**The request**
Show each line in the rows below that contains the word "black".

Records from a data source:
--- Start ---

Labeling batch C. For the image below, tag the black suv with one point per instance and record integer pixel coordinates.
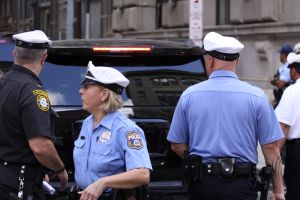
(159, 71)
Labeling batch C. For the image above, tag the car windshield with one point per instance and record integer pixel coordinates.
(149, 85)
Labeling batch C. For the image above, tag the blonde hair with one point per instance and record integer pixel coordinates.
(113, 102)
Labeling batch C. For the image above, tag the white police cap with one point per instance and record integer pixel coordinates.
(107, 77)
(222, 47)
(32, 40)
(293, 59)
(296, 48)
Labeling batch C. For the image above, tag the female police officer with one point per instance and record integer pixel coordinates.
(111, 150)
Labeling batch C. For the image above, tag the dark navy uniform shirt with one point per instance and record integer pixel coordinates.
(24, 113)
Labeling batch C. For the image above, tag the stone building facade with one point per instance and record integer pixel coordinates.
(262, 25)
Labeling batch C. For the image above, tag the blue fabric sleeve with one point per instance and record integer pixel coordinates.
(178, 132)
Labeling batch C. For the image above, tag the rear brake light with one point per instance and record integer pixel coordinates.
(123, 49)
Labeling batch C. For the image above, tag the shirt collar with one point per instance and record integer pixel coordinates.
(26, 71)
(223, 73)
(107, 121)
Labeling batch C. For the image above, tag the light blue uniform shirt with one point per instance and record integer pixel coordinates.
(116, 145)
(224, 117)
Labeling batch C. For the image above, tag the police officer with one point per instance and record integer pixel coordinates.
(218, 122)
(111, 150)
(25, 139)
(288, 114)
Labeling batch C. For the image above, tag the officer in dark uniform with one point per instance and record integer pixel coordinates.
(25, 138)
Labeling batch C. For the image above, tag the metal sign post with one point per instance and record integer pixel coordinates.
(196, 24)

--- End ---
--- Start ---

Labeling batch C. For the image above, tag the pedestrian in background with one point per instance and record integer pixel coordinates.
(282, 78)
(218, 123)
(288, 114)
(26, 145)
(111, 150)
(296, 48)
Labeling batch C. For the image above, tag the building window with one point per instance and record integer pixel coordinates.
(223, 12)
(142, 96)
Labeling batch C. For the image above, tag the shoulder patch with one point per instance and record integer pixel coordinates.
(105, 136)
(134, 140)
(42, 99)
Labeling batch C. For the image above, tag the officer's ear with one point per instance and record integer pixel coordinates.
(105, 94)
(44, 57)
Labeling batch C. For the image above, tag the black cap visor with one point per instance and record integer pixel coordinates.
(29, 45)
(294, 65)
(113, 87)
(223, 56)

--- End ---

**Answer in full**
Labeling batch C. For the image below, tag the black suv with one point per instance and record integer pixel coordinates.
Labeling batch C. For the image above, tag the black cap visor with one point per instance and record integer pixel coordinates.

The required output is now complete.